TRECHO DO TEXTO:
Valor Econômico
Há uma forte correlação entre a renda gerada
pelos setores de commodities e as oscilações do PIB
O crescimento da economia brasileira em 2023, de 2,9%, refletiu especialmente a força dos setores de commodities pelo lado da oferta. A agropecuária avançou 15,1%, alta concentrada no primeiro trimestre, enquanto a indústria extrativa, em que se destacam petróleo, gás e minério de ferro, aumentou 8,7%. Nas contas dos economistas Bráulio Borges e Rodrigo Nishida, da LCA Consultores, os dois segmentos responderam diretamente por 1,3 ponto percentual da expansão do PIB de 2,9%, o equivalente a quase 45%. Neste ano, o desempenho desses setores deverá ser mais fraco. Com isso, o impulso ao crescimento terá de vir de outras áreas da economia.
Ao comentar os números do PIB de 2023, Borges
e Nishida destacam também o impacto indireto do resultado expressivo desses
dois segmentos, que beneficiam setores como a agroindústria e os transportes. O
agronegócio, por exemplo, tem peso de quase 25% no PIB, considerando a
agropecuária, o setor de insumos, a agroindústria e os agrosserviços, numa
estimativa para 2022 feita pelo Centro de Estudos Avançados em Economia
Aplicada (Cepea), da Esalq/USP, em parceria com a Confederação da Agricultura e
Pecuária do Brasil (CNA). Os economistas da LCA dizem que há uma forte
correlação entre a renda real (descontada a inflação) gerada pelos setores de
commodities e as oscilações do PIB. Eles calculam a renda da agropecuária e da
indústria extrativa com base no valor adicionado (uma variável próxima do PIB,
que exclui impostos e subsídios), em valores atualizados até o quarto trimestre
de 2023. No ano passado, ela ficou em R$ 1,13 trilhão, e vem oscilando acima de
R$ 1 trilhão desde o primeiro trimestre de 2021 no acumulado em quatro
trimestres.

(Registros de apontamento e rotulagem)
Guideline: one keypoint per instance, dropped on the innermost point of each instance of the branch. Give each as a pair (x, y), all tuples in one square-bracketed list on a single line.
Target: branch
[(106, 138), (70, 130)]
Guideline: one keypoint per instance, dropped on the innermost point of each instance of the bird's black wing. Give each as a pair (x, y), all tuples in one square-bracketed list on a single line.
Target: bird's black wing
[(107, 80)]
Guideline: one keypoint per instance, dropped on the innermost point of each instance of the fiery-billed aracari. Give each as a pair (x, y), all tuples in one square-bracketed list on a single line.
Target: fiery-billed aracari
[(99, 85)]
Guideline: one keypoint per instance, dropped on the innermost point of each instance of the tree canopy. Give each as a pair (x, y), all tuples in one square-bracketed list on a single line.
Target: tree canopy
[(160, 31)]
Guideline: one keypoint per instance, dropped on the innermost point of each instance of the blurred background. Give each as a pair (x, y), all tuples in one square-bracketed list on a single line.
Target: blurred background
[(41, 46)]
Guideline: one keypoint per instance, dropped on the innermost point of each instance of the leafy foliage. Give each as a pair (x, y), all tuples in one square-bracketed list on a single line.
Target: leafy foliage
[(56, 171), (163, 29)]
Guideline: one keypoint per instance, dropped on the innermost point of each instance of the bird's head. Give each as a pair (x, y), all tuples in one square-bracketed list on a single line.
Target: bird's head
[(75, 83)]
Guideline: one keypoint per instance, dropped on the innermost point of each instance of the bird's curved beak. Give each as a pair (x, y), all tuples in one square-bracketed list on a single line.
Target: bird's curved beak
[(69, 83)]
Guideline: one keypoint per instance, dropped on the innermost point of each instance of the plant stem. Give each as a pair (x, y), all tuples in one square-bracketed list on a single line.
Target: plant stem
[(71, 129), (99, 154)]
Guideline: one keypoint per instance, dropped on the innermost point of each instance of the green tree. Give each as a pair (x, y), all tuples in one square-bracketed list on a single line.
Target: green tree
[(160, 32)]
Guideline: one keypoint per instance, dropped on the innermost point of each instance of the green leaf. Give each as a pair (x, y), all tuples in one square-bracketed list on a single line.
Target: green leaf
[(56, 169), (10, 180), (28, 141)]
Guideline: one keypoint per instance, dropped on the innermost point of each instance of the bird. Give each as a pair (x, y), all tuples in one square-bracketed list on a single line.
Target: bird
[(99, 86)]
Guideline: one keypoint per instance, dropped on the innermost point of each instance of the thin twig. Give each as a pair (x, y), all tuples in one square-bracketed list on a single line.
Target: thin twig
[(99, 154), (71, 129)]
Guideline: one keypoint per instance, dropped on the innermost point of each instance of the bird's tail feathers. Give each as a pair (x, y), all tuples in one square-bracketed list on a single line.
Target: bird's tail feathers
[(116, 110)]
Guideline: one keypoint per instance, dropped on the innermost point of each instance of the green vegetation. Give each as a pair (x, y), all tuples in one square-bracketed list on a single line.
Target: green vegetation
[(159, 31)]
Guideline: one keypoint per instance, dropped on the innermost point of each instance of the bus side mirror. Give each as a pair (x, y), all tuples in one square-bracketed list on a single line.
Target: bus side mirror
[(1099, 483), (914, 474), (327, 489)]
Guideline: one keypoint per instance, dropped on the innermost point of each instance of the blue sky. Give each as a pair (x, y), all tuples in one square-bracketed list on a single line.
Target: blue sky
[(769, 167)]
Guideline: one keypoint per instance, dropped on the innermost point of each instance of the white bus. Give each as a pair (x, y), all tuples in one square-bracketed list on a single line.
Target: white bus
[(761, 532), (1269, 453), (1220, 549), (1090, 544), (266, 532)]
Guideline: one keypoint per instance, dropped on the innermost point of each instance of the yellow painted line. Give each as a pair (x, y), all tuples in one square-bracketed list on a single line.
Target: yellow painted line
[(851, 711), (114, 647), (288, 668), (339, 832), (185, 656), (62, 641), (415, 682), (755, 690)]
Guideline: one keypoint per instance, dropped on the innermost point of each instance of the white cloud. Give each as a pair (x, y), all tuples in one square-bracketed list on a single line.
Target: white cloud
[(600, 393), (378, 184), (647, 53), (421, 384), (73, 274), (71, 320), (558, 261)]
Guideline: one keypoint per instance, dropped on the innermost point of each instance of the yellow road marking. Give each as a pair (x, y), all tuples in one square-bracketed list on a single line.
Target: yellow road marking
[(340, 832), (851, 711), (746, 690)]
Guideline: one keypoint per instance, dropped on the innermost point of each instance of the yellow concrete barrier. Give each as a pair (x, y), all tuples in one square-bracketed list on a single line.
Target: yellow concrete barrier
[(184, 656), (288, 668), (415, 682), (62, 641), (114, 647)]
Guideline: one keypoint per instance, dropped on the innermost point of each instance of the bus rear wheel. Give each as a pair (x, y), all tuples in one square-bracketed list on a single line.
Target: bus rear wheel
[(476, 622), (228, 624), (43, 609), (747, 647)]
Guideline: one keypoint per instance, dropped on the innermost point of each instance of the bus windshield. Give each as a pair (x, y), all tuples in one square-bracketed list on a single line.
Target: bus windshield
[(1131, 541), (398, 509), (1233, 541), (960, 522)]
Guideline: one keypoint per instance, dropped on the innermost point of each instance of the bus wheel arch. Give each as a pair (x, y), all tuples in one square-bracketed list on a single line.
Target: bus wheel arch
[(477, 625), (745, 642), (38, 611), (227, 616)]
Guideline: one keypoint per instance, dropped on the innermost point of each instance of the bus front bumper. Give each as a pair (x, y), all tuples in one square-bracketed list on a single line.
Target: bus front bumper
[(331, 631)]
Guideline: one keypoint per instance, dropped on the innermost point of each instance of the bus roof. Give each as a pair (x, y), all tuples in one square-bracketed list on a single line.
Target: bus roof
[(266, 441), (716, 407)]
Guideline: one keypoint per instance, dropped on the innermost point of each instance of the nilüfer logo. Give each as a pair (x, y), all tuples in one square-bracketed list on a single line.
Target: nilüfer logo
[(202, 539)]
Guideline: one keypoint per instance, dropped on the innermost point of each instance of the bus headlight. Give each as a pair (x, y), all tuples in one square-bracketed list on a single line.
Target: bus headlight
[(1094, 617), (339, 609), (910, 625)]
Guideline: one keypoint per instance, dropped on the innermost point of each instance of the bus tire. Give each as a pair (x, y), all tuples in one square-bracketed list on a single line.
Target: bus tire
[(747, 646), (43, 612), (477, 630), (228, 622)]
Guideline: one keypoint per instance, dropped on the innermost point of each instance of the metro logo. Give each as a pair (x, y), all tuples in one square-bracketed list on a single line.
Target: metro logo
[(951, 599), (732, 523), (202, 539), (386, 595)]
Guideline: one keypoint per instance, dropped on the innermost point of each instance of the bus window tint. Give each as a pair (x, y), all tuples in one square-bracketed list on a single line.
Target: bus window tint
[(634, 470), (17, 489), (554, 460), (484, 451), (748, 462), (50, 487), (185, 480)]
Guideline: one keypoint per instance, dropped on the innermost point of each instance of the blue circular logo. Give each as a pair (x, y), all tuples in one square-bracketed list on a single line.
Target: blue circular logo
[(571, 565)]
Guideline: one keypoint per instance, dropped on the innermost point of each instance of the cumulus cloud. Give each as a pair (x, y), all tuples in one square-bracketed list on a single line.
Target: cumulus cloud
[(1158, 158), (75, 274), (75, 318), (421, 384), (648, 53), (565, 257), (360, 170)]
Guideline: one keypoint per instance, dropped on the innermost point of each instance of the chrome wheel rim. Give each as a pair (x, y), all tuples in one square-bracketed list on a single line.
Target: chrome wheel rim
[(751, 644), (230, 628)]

EXERCÍCIO A:
Reproduza o trecho do texto sobre o PIB de 2023 que se inicia com as palavras "Valor Econômico" e se encerra com "áreas da economia.", trocando "commodities" por "matérias-primas".
EXERCÍCIO B:
Traduza para o inglês a seguinte frase do texto sobre o PIB de 2023: "Neste ano, o desempenho desses setores deverá ser mais fraco."

RESPOSTA A:
Valor Econômico
Há uma forte correlação entre a renda gerada
pelos setores de matérias-primas e as oscilações do PIB
O crescimento da economia brasileira em 2023, de 2,9%, refletiu especialmente a força dos setores de matérias-primas pelo lado da oferta. A agropecuária avançou 15,1%, alta concentrada no primeiro trimestre, enquanto a indústria extrativa, em que se destacam petróleo, gás e minério de ferro, aumentou 8,7%. Nas contas dos economistas Bráulio Borges e Rodrigo Nishida, da LCA Consultores, os dois segmentos responderam diretamente por 1,3 ponto percentual da expansão do PIB de 2,9%, o equivalente a quase 45%. Neste ano, o desempenho desses setores deverá ser mais fraco. Com isso, o impulso ao crescimento terá de vir de outras áreas da economia.

RESPOSTA B:
This year, the performance of these sectors is expected to be weaker.